> [EXERCISE]: Arrange as a numbered list the stretch from the start of the listing through the line containing "positive clicks: (457, 148) (461, 71)", omitting any blank lines.
================================
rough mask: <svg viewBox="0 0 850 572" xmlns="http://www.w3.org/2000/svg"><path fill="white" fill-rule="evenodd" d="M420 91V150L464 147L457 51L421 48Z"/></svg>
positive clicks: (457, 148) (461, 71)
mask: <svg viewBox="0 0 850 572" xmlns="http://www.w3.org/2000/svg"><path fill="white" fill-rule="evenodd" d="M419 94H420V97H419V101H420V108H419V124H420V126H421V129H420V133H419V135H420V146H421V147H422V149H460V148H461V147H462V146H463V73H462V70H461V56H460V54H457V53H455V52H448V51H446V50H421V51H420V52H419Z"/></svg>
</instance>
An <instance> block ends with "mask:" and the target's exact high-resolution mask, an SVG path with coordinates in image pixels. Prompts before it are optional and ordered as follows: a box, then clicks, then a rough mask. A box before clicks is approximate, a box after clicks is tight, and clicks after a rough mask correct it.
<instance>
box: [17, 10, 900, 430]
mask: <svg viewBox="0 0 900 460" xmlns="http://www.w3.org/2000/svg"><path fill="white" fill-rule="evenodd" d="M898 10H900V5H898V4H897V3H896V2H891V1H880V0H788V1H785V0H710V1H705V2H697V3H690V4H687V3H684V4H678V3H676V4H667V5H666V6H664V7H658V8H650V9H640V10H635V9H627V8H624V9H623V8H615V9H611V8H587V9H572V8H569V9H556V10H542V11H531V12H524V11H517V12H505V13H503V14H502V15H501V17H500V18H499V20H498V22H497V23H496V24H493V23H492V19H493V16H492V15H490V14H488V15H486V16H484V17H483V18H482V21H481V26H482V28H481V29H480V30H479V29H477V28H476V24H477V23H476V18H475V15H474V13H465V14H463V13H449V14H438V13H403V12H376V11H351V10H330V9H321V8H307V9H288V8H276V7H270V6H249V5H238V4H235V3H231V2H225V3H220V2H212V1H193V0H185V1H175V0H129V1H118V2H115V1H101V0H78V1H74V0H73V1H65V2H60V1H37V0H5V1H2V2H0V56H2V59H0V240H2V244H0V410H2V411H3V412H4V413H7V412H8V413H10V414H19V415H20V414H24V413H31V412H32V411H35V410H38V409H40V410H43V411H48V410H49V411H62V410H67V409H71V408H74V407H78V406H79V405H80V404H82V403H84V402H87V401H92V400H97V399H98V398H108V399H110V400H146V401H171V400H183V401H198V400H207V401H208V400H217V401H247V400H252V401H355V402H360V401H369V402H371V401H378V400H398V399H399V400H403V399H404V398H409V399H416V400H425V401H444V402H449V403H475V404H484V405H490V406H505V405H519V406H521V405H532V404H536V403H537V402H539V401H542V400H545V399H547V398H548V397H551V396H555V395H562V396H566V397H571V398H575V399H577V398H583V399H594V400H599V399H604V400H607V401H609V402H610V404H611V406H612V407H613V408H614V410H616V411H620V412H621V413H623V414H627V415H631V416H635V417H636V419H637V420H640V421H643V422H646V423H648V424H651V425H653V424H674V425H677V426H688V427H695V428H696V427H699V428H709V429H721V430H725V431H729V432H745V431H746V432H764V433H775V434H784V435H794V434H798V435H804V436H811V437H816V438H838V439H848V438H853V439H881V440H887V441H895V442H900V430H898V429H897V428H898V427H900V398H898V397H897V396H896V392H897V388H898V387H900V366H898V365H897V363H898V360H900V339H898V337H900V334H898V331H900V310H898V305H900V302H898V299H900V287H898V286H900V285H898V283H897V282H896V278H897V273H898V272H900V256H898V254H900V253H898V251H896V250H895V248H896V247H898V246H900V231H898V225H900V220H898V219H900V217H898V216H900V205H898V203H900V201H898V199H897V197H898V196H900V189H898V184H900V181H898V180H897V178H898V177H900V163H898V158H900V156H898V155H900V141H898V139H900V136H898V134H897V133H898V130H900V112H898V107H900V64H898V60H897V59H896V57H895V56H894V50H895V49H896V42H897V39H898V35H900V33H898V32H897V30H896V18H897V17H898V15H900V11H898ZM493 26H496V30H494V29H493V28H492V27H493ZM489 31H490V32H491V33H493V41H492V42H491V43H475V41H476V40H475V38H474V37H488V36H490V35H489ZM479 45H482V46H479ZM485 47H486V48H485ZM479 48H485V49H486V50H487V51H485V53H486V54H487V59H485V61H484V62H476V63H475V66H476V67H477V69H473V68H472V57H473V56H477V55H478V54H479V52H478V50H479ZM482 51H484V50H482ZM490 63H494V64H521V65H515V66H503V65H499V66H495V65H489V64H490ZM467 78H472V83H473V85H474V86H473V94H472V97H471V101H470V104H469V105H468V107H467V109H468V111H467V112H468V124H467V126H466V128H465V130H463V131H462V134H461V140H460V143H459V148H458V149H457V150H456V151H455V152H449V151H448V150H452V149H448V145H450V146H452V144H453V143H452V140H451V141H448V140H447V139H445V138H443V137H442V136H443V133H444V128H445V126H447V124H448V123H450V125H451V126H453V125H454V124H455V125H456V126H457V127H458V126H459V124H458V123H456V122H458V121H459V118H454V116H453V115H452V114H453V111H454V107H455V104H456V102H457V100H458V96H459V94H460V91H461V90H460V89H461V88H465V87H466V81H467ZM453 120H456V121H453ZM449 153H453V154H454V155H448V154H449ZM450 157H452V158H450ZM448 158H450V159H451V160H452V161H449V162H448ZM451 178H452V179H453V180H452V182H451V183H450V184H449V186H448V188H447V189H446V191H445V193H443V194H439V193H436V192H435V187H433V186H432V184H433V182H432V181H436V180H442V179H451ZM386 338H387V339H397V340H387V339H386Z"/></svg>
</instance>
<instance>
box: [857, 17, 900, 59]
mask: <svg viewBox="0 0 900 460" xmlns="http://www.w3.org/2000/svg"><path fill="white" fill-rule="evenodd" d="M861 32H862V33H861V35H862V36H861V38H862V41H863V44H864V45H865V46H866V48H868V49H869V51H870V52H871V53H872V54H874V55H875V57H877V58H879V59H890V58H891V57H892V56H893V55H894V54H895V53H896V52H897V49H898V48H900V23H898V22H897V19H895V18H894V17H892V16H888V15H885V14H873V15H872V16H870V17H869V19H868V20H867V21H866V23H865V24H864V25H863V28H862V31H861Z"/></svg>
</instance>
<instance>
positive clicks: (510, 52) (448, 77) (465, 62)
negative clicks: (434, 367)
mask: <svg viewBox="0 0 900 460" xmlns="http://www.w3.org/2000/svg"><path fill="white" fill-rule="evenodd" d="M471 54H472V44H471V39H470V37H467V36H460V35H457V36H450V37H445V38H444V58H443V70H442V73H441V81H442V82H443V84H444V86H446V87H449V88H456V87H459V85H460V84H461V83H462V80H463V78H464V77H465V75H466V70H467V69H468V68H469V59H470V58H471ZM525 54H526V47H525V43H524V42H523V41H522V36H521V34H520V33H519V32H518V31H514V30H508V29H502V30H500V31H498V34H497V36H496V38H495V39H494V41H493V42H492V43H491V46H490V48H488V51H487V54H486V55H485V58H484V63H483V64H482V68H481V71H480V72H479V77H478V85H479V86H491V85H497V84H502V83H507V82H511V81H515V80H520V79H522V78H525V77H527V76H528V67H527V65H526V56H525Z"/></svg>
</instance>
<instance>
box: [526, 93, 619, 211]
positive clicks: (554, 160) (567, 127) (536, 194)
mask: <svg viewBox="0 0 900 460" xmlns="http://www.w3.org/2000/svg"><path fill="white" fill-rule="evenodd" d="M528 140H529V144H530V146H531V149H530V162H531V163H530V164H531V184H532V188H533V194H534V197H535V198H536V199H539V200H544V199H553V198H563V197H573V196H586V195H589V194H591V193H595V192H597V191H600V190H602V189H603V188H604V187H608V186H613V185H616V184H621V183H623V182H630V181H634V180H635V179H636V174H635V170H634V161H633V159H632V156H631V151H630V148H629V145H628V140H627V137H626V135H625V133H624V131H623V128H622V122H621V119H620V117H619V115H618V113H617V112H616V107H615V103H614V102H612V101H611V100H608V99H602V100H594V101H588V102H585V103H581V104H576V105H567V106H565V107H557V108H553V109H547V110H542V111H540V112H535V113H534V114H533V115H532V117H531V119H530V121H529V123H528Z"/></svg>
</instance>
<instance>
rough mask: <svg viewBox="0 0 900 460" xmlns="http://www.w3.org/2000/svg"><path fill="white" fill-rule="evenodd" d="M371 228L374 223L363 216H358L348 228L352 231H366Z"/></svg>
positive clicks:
================================
> [FINAL ANSWER]:
1. rough mask: <svg viewBox="0 0 850 572" xmlns="http://www.w3.org/2000/svg"><path fill="white" fill-rule="evenodd" d="M420 91V150L464 147L457 51L421 48Z"/></svg>
2. positive clicks: (457, 148) (461, 71)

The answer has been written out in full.